Exercise requirements –
Please convert the lines from the start through the line holding "positive clicks: (1152, 877) (1422, 875)", inclusive, into a JSON list of strings with one string per line, leaving out any blank lines.

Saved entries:
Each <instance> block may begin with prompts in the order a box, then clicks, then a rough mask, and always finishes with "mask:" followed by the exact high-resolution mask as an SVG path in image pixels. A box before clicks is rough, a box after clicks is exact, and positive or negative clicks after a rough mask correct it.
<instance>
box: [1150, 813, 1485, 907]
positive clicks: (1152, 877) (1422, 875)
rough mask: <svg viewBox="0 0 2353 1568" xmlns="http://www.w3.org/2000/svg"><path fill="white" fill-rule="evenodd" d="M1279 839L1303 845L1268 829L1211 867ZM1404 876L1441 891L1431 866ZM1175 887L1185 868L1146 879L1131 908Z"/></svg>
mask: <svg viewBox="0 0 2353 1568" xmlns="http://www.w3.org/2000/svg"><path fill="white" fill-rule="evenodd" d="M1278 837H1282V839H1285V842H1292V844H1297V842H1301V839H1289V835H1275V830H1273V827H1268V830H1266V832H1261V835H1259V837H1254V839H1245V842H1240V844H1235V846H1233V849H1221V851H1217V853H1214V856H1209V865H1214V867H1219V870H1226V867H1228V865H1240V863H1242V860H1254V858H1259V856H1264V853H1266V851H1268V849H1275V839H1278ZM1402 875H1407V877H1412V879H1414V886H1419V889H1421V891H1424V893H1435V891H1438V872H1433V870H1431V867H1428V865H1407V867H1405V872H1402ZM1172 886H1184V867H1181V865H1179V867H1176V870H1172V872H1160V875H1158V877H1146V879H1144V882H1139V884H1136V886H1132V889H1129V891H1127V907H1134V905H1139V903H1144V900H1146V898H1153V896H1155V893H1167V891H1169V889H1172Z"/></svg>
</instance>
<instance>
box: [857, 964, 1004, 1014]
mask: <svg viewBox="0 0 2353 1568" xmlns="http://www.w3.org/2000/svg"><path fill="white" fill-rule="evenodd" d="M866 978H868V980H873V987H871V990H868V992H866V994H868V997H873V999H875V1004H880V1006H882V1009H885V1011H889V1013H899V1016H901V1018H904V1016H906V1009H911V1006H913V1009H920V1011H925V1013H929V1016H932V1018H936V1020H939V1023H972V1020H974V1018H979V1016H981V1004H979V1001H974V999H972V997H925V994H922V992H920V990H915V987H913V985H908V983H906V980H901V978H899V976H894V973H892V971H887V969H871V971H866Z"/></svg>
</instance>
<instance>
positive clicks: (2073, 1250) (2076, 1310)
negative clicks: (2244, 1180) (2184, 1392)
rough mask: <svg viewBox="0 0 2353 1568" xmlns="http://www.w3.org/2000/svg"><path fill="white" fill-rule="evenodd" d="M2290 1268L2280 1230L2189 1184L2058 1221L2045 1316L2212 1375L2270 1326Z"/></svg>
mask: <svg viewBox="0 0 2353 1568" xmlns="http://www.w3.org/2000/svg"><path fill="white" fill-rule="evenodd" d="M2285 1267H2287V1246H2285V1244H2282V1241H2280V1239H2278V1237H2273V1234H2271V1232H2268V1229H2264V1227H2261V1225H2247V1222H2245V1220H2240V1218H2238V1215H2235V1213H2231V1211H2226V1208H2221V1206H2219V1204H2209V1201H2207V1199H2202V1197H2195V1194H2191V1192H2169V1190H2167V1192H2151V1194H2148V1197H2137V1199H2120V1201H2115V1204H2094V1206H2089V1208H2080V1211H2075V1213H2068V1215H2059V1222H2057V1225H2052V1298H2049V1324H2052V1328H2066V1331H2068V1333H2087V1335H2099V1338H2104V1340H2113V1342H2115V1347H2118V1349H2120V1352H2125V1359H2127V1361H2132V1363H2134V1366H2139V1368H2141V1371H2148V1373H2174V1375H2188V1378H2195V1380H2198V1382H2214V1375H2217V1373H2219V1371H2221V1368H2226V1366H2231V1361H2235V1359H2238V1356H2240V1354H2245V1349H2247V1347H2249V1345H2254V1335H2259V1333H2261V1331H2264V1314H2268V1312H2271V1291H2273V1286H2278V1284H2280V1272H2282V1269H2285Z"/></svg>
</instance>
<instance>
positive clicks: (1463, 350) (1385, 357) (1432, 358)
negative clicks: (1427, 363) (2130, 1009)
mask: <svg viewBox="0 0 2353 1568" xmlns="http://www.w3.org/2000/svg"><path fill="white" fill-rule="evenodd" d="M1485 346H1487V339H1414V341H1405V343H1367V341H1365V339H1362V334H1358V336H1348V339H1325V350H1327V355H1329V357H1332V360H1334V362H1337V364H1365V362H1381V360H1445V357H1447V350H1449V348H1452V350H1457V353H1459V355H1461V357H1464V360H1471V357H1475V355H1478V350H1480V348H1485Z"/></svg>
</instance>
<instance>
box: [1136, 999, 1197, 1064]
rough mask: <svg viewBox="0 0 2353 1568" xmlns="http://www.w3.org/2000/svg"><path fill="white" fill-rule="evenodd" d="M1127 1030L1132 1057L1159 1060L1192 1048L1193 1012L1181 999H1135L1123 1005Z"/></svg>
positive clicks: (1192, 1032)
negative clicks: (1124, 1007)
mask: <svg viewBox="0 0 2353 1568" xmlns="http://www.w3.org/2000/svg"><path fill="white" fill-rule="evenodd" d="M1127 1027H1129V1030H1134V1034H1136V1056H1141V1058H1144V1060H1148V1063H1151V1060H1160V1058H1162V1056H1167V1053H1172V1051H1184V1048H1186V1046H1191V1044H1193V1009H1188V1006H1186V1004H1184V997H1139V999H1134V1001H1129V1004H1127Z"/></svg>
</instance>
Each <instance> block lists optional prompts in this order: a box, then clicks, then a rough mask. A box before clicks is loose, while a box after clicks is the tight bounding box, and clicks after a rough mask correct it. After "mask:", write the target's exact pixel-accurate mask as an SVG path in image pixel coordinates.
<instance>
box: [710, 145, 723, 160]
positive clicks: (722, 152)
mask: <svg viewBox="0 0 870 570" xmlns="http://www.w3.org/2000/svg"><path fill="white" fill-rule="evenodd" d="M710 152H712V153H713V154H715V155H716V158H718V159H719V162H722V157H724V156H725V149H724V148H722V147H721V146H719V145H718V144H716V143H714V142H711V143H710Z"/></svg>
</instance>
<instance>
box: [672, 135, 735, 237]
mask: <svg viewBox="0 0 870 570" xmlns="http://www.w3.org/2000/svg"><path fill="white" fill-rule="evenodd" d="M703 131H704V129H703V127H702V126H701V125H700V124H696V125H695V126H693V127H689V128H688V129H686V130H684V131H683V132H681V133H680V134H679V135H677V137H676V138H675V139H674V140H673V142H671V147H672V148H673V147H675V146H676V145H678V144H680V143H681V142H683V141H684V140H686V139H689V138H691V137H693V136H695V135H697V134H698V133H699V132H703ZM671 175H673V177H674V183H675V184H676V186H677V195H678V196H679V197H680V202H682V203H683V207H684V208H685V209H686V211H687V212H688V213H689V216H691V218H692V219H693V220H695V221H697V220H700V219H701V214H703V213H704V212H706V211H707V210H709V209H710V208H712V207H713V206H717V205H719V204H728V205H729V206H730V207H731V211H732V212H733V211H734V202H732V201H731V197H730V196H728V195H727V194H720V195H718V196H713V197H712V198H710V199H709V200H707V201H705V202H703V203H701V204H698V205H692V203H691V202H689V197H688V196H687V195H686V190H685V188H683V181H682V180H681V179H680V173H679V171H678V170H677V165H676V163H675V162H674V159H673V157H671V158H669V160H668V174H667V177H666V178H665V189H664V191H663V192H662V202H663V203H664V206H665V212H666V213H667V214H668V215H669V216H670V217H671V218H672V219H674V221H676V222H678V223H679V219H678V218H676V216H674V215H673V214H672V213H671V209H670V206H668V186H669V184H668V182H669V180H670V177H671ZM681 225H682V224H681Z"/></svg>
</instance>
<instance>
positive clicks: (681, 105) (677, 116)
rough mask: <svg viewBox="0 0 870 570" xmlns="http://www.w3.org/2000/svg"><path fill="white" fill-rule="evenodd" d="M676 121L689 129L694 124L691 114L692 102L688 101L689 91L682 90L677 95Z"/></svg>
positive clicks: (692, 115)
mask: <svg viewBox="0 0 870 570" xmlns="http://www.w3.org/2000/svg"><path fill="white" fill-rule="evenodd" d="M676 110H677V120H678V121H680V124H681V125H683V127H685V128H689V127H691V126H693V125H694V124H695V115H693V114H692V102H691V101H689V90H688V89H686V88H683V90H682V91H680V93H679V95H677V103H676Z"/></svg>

Your response –
[
  "Each <instance> block may begin with prompts in the order a box, then clicks, then a rough mask, and always finishes with \"mask:\" followed by the exact high-resolution mask as an SVG path in image pixels. A box before clicks is rough, a box after clicks is exact, and positive or negative clicks after a rough mask correct it.",
  "<instance>",
  "box: [1150, 813, 1485, 907]",
  "positive clicks: (1152, 877) (1422, 875)"
]